--- YOUR TASK ---
Could you output each line of the data that follows exactly?

--- GIVEN ENTRIES ---
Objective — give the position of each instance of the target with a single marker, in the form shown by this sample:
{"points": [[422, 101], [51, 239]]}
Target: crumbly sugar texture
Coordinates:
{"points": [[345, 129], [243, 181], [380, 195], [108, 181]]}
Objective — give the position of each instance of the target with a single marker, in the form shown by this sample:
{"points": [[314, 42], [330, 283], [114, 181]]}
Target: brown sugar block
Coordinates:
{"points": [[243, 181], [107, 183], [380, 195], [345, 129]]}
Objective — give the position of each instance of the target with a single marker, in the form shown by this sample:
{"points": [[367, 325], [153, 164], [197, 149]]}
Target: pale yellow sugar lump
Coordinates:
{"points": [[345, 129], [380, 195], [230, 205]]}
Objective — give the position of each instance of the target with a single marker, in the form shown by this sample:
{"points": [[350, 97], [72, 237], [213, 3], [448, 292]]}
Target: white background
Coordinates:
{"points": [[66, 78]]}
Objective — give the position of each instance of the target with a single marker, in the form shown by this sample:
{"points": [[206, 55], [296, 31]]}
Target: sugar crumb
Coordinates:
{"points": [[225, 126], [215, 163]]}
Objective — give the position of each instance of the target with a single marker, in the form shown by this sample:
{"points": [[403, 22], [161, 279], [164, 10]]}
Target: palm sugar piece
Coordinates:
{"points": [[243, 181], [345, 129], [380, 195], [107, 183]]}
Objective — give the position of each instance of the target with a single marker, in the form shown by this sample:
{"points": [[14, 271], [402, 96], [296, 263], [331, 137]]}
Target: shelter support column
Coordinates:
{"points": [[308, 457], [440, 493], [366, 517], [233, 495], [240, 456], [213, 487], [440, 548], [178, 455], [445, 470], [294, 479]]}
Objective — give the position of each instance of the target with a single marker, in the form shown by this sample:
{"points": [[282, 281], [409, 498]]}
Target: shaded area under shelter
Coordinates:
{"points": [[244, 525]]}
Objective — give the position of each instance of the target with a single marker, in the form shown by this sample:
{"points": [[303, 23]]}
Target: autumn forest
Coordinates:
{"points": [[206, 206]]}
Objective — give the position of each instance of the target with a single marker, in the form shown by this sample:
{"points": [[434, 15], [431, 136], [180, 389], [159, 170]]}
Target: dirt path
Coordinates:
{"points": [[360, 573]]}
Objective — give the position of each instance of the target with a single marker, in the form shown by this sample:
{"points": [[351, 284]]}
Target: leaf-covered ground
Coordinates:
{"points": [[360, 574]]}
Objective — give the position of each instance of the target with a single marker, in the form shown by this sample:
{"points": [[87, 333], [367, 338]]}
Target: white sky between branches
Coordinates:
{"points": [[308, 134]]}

--- RESULT ---
Objective — give the position of each instance of the target with a single marker, in the form shown by this sample:
{"points": [[422, 101], [51, 239]]}
Target: crumbly sugar texture
Coordinates:
{"points": [[345, 129], [243, 181], [380, 195], [108, 181]]}
Objective — give the position of each instance of the target with a single marker, in the form shown by this sample:
{"points": [[314, 42], [330, 283], [114, 181]]}
Target: brown sugar block
Coordinates:
{"points": [[243, 181], [107, 183], [380, 195], [345, 129]]}
Objective — give the position of each instance of the target with a single marker, in the form shown by this sample:
{"points": [[367, 325], [153, 164], [197, 149]]}
Target: pale yellow sugar lump
Coordinates:
{"points": [[345, 129], [380, 195], [230, 205]]}
Objective — give the position of each instance of the target with a single marker, in the form shown by this sample:
{"points": [[350, 97], [72, 237], [213, 3], [448, 292]]}
Target: white background
Coordinates:
{"points": [[66, 78]]}
Objective — give the position of each instance of the target with a single marker, in the form shown by this sample:
{"points": [[206, 55], [296, 31]]}
Target: sugar crumb
Coordinates:
{"points": [[225, 126], [215, 163]]}
Objective — give the position of each instance of the target with a single marker, in the form shown by this sample:
{"points": [[403, 22], [161, 279], [164, 10]]}
Target: palm sugar piece
Coordinates:
{"points": [[243, 181], [345, 129], [380, 195], [107, 183]]}
Objective — give the position of each instance of the target with a single marker, in the form shown by this sample:
{"points": [[14, 271], [402, 96], [296, 263], [331, 137]]}
Target: shelter support column
Coordinates:
{"points": [[308, 457], [440, 493], [366, 517], [233, 495], [240, 456], [213, 487], [440, 548], [178, 455], [445, 470], [294, 479]]}
Objective — give the position of each instance of the target with a single marker, in the form shown by this sample:
{"points": [[282, 281], [409, 498]]}
Target: shaded area under shelter
Coordinates:
{"points": [[244, 525]]}
Objective — give the position of each instance of the target with a single marker, in the form shown by this sample:
{"points": [[303, 23]]}
Target: autumn forest
Coordinates:
{"points": [[206, 206]]}
Objective — give the position of each instance of the target with a single marker, in the form shown by this sample:
{"points": [[434, 15], [431, 136], [180, 389], [159, 170]]}
Target: dirt path
Coordinates:
{"points": [[360, 573]]}
Objective — give the position of each instance of the target with a single marker, in the form shown by this sample:
{"points": [[351, 284]]}
Target: leaf-covered ground
Coordinates:
{"points": [[360, 574]]}
Objective — give the position of each instance of the target with a single marker, in the form shown by this sample:
{"points": [[87, 333], [367, 338]]}
Target: white sky between branches
Coordinates:
{"points": [[308, 134]]}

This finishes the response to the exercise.